* [GOAL]: Quote the passage about merkins on Boardwalk Empire in full, word for word.

-- Begin SOURCE --

Sunday night’s premiere episode of Boardwalk Empire, Martin Scorsese’s new HBO series, featured two scenes that included female frontal nudity, in which the women—one a cadaver, the other Steve Buscemi’s lover—displayed fully forested pudenda. The look was in keeping with the show’s Prohibition-era aesthetics; the ladies of 1920s Atlantic City would not have been bare courtesy of a Brazilian. But actresses living in today’s world of landing strips and the J-Sisters (the infamous aestheticians who render total baldness) can’t be expected to get all that hair down there naturally. Instead, they can use one of Hollywood’s oft-employed but little-celebrated wardrobe items: the merkin, or pubic wig.
Nicki Ledermann, Boardwalk Empire’s makeup director, confirms that a merkin was used on the dead body in the mortuary, though the living lover’s hair was apparently real. “The first thing I thought when I read the script and saw ‘naked cadaver’ was, merkin! Merkin!” said Ledermann, who has worked on other inguina, including Gretchen Mol’s in The Notorious Bettie Page (in which no merkin was used).
After discussions with Scorsese, Ledermann decided that most of Boardwalk Empire’s frontal-nudity scenes would need to involve merkins “to keep it real,” since “nobody really has hair anymore.” Actresses frequently have contracts that stipulate raises if they must wear prosthetic vulva fur, but “they’re usually amused by it,” said Ledermann.
Boardwalk Empire’s cast members are hardly the pioneers of nether-wigs. Jake Gyllenhaal recently told Jimmy Kimmel that his sex scenes with Anne Hathaway in Love and Other Drugs were bare-bodied, save a couple of merkins; Kate Winslet told Allure she wore one for her Oscar-winning role in The Reader, unable to fully grow out her own hair; and Gawker had a field day with Sienna Miller’s au naturel appearance in the yet-to-be-released Hippie Hippie Shake.

-- End SOURCE --
-- Begin DATASET --

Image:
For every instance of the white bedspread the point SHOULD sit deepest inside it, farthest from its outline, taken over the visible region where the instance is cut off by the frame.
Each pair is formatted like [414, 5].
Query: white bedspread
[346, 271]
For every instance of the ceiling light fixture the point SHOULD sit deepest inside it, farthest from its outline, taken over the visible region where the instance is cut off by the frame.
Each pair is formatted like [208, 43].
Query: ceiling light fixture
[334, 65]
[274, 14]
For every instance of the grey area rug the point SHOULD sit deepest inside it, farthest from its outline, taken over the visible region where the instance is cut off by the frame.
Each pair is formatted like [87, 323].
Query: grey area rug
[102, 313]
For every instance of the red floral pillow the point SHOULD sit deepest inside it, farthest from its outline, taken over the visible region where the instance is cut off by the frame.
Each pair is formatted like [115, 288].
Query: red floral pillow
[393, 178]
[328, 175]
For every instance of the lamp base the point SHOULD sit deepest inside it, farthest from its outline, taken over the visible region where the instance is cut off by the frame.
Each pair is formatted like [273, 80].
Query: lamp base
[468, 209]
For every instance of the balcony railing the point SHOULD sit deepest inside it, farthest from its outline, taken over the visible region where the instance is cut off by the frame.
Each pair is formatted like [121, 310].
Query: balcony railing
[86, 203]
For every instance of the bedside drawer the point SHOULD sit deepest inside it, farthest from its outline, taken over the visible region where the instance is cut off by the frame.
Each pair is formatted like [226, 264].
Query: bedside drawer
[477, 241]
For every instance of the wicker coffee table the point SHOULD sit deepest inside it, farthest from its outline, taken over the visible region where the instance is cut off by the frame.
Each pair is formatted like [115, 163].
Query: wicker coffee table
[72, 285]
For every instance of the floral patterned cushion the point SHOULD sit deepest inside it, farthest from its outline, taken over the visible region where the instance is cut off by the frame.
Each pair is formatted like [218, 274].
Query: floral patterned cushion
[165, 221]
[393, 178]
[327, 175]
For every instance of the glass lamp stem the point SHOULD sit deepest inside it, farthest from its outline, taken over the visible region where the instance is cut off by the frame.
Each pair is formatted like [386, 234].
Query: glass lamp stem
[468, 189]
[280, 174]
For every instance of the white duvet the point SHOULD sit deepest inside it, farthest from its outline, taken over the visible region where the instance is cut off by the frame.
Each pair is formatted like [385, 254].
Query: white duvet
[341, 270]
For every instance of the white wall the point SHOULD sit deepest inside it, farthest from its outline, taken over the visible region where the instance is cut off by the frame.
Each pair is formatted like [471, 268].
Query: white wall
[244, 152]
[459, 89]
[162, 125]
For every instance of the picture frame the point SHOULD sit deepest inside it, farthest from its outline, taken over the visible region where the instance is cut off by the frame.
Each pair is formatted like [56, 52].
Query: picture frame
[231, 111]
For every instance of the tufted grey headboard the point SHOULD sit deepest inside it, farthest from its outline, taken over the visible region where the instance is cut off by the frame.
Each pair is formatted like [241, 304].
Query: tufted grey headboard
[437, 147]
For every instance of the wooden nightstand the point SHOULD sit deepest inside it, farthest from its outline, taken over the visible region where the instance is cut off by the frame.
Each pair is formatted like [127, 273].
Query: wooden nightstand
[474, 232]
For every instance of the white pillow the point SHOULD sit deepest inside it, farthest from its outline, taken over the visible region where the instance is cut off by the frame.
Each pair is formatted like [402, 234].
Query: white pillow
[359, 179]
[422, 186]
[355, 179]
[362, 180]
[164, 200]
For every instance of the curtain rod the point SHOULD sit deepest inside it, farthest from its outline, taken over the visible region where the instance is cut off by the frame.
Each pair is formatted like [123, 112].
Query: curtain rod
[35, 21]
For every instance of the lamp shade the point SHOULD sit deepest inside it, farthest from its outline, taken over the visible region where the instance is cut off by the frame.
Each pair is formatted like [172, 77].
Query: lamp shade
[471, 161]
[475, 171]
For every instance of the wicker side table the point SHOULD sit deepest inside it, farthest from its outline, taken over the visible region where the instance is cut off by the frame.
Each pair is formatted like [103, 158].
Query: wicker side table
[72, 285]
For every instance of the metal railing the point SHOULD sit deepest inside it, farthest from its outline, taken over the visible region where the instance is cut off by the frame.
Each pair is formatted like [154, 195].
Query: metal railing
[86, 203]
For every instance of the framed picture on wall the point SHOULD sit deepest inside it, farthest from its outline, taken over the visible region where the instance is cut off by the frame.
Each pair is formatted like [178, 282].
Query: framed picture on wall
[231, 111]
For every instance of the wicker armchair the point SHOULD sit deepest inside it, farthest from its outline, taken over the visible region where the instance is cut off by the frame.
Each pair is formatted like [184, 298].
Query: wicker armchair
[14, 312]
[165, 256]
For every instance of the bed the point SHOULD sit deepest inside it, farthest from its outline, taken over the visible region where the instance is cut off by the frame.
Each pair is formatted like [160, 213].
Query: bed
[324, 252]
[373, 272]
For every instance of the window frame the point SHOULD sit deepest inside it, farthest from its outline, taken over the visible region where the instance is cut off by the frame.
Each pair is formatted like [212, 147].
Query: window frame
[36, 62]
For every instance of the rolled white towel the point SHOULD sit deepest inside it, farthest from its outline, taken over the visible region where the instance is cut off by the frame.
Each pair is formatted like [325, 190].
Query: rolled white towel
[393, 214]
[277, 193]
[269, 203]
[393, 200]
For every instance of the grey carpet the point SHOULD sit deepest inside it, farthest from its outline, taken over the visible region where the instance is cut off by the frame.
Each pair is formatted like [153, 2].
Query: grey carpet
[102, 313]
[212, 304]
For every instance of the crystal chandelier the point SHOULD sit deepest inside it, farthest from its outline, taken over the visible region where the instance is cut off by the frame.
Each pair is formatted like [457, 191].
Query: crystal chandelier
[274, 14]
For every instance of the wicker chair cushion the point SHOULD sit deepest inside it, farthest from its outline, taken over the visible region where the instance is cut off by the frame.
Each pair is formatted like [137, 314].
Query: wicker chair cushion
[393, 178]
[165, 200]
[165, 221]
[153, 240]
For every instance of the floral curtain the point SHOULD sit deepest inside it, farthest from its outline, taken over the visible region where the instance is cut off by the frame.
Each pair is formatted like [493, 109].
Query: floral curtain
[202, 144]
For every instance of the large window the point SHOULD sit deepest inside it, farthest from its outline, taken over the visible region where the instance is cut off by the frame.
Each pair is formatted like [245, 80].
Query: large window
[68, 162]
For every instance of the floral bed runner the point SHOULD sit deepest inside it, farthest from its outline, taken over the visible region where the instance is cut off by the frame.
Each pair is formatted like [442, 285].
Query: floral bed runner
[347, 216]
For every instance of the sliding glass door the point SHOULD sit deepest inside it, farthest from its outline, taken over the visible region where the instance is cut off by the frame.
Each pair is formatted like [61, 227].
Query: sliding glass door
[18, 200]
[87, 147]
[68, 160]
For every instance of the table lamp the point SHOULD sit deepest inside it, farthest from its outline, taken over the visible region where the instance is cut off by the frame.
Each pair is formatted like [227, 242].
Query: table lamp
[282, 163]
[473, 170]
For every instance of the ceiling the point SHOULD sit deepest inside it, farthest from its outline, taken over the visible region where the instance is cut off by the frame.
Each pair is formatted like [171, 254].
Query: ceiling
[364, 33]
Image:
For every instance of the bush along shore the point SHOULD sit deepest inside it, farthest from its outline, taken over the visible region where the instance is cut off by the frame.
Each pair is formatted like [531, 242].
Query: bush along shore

-- End DATASET --

* [FINISHED ANSWER]:
Sunday night’s premiere episode of Boardwalk Empire, Martin Scorsese’s new HBO series, featured two scenes that included female frontal nudity, in which the women—one a cadaver, the other Steve Buscemi’s lover—displayed fully forested pudenda. The look was in keeping with the show’s Prohibition-era aesthetics; the ladies of 1920s Atlantic City would not have been bare courtesy of a Brazilian. But actresses living in today’s world of landing strips and the J-Sisters (the infamous aestheticians who render total baldness) can’t be expected to get all that hair down there naturally. Instead, they can use one of Hollywood’s oft-employed but little-celebrated wardrobe items: the merkin, or pubic wig.
Nicki Ledermann, Boardwalk Empire’s makeup director, confirms that a merkin was used on the dead body in the mortuary, though the living lover’s hair was apparently real. “The first thing I thought when I read the script and saw ‘naked cadaver’ was, merkin! Merkin!” said Ledermann, who has worked on other inguina, including Gretchen Mol’s in The Notorious Bettie Page (in which no merkin was used).
After discussions with Scorsese, Ledermann decided that most of Boardwalk Empire’s frontal-nudity scenes would need to involve merkins “to keep it real,” since “nobody really has hair anymore.” Actresses frequently have contracts that stipulate raises if they must wear prosthetic vulva fur, but “they’re usually amused by it,” said Ledermann.
Boardwalk Empire’s cast members are hardly the pioneers of nether-wigs. Jake Gyllenhaal recently told Jimmy Kimmel that his sex scenes with Anne Hathaway in Love and Other Drugs were bare-bodied, save a couple of merkins; Kate Winslet told Allure she wore one for her Oscar-winning role in The Reader, unable to fully grow out her own hair; and Gawker had a field day with Sienna Miller’s au naturel appearance in the yet-to-be-released Hippie Hippie Shake.